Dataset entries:
= = = = =

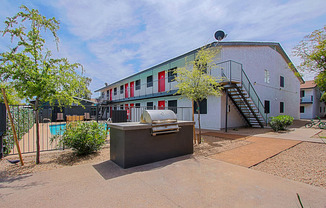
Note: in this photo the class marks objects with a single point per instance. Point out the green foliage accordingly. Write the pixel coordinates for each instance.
(31, 70)
(12, 96)
(280, 122)
(29, 67)
(83, 137)
(194, 81)
(312, 51)
(23, 120)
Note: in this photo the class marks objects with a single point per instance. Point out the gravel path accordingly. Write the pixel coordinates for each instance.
(305, 162)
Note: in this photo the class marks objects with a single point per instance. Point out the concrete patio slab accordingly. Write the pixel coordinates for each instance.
(260, 149)
(180, 182)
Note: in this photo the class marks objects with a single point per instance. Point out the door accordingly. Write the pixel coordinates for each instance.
(161, 105)
(127, 109)
(161, 81)
(132, 89)
(132, 110)
(126, 90)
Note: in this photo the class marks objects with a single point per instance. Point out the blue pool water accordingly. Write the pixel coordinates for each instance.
(58, 129)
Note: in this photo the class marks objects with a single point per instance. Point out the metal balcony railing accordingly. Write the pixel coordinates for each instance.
(233, 72)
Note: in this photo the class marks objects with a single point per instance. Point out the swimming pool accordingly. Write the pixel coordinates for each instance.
(59, 129)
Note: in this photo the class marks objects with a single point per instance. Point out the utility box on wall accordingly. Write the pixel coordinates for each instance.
(3, 125)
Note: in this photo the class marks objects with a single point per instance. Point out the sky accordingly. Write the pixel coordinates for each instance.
(113, 39)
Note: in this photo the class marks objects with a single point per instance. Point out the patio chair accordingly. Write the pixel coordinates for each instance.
(60, 117)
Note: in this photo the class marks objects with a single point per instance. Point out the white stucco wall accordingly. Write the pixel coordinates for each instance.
(315, 109)
(255, 59)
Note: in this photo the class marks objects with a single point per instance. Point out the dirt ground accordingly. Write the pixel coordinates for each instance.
(305, 162)
(59, 159)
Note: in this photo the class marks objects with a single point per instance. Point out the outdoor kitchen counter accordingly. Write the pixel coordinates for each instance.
(133, 143)
(137, 125)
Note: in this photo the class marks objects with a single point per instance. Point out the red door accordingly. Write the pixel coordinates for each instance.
(161, 105)
(132, 89)
(127, 109)
(161, 81)
(126, 90)
(131, 109)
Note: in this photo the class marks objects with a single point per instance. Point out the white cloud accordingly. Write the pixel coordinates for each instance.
(96, 19)
(107, 36)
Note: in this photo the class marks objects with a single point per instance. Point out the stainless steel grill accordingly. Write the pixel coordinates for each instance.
(162, 121)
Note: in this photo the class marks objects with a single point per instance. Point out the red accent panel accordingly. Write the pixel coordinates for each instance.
(132, 89)
(161, 81)
(161, 105)
(126, 90)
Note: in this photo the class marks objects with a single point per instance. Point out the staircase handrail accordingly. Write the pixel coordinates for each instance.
(243, 76)
(261, 111)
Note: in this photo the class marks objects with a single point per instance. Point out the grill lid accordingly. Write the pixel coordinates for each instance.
(162, 121)
(158, 117)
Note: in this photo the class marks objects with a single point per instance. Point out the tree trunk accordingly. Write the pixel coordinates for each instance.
(199, 139)
(37, 132)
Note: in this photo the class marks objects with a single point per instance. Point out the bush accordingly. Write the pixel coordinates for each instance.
(280, 122)
(23, 120)
(83, 137)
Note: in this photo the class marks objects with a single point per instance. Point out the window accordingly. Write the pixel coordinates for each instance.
(172, 105)
(301, 109)
(302, 93)
(150, 81)
(266, 76)
(201, 67)
(121, 89)
(281, 107)
(172, 75)
(138, 84)
(149, 106)
(267, 106)
(202, 107)
(281, 81)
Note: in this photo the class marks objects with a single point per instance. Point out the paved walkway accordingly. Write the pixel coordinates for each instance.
(180, 182)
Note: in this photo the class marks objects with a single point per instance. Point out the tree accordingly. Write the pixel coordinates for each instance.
(312, 51)
(31, 70)
(11, 94)
(194, 81)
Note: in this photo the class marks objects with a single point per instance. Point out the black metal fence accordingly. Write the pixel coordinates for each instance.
(53, 121)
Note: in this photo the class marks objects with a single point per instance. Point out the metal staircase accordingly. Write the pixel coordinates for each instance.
(240, 91)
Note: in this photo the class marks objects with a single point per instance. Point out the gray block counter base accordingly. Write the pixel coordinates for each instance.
(131, 143)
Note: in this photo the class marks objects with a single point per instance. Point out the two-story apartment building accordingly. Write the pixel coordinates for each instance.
(257, 84)
(310, 104)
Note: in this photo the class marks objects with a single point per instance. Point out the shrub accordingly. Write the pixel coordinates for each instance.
(280, 122)
(83, 137)
(24, 120)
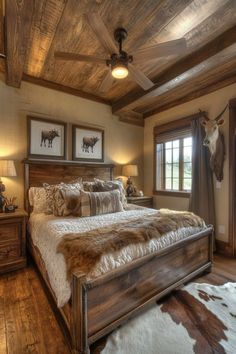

= = = = =

Work to complete -> Return all the data exactly, and keep the pictures out.

Task result ->
Note: in this photo the class marks objects with a single point per instance. Point out the green foliage accordingly. Write the pixel coordinates for each instance.
(31, 70)
(12, 96)
(280, 122)
(29, 67)
(83, 137)
(194, 81)
(312, 51)
(23, 120)
Note: in this photo the class marks objects with a single point per instance. Point out the gravel path accordingly. Write the pixel coordinates for each instance.
(305, 162)
Note: in this photo the class marks objects with a single point per instance. Point out the concrete patio slab accordingly. Write the pixel coordinates for each instance.
(260, 149)
(180, 182)
Note: in this photo the class marks objects with a single point per instance. Point out the door accordingly. Write the pixel coordinates for each instance.
(161, 105)
(127, 109)
(161, 81)
(132, 89)
(132, 110)
(126, 90)
Note: in this photo the class marks objects with a single point per instance. Point out the blue pool water accordingly. Write the pixel coordinates for each instance.
(58, 129)
Note: in this photo the class marks objects with a single point per instance. Point out the metal balcony railing accordingly. Write the pixel coordinates for each instance.
(233, 72)
Note: in this photo the class marks objects with a single point per instance. Point out the swimming pool accordingly. Write the pixel coordinates for each instance.
(59, 129)
Note: in this photo the class marks objects with a single point per instance. Point out the utility box on wall accordingly. Write the pixel coordinates for each instance.
(3, 125)
Note: in this photo the class marks objects with a single point per instance. Point out the sky accordingly. Write the pixel coordinates for each instance.
(113, 39)
Note: in this photo the class marks objects with a single point per instance. Point out the patio chair accordingly. Write the pixel coordinates for each instance.
(60, 117)
Note: in this photo the class marks objects with a single point per instance. Point out the white stucco wall accordingly. Write the pixel coordinates for each instance.
(315, 109)
(255, 59)
Note: in this photo the class marks objects with a single point per instance. Point out the dirt ground accordingly. Write the pixel coordinates for each instance.
(305, 162)
(59, 159)
Note: in this photo the class marks objects with a single point per instance. Point out the outdoor kitchen counter accordingly. Write the pixel coordinates for each instance.
(133, 143)
(137, 125)
Note: in this photo the class marks objects with a single point per instance. Point out the red door accordingly. Write the pixel coordinates for each instance.
(161, 105)
(132, 89)
(127, 109)
(161, 81)
(126, 90)
(131, 109)
Note: in this photo the class marks objects with a single point per instance. Point out the white cloud accordingly. Write the pixel coordinates for each instance.
(96, 19)
(107, 36)
Note: in this photo the class marks objects with a single point per instance. Point out the stainless steel grill accordingly. Write the pixel coordinates for each instance.
(162, 121)
Note: in this photo the class marks objects with a single point per instance. Point out the red accent panel accordingly. Write the pixel coordinates for each instance.
(132, 89)
(161, 81)
(161, 105)
(126, 90)
Note: in this photo the class marks objects with a single point per instance. Point out the staircase handrail accordingly. Write the pixel coordinates for each instance.
(243, 76)
(261, 111)
Note: in this photo the class marks objects with a single point per instance. Point out the grill lid accordingly. Write the pixel coordinates for each instance.
(162, 121)
(158, 117)
Note: in this photo the class marks objects with a single point per instance. Point out the tree trunk accordingly. Write the pixel coordinates for each instance.
(199, 139)
(37, 132)
Note: in this photo the class marks objects with a single point per instance. Point out the bush accordingly. Write the pixel coordinates for each instance.
(280, 122)
(23, 120)
(83, 137)
Note: in this photo the class marks objects with a single point per instance. Point out the window accordingly. Write the pixel coordinates for each instance.
(172, 105)
(301, 109)
(302, 93)
(150, 81)
(266, 76)
(201, 67)
(121, 89)
(281, 107)
(172, 75)
(138, 84)
(149, 106)
(267, 106)
(202, 107)
(281, 81)
Note: in this photo the class marks objects with a single point per instance. Point out the paved walkway accordingly. Write the pixel coordinates for each instance.
(180, 182)
Note: in this photo the class marks objects with a single point per instance. Point out the tree accordingly. Write the pixel coordinates for each instance.
(312, 51)
(31, 70)
(11, 94)
(194, 81)
Note: in this photo the class marks objects with a single point per instance. Point out the black metal fence accordingly. Write the pixel coordinates for each instance.
(53, 121)
Note: in this photo the class marks objects with a single point per instance. Point out the metal staircase accordingly. Write the pixel coordinates for each instance.
(240, 91)
Note: in this photo the class marks objects with a single point per instance. Point out the gray block counter base accordingly. Write the pixel coordinates for each instance.
(131, 143)
Note: in this photo the class marks objects with a single point per instance. Point out the two-story apartment building accordingly. Write the pixel coordinates for each instance.
(257, 84)
(310, 104)
Note: in this photo the class marks objects with a single point per instance. Point out the shrub accordingly. Write the pixel coordinates for each instance.
(280, 122)
(83, 137)
(24, 120)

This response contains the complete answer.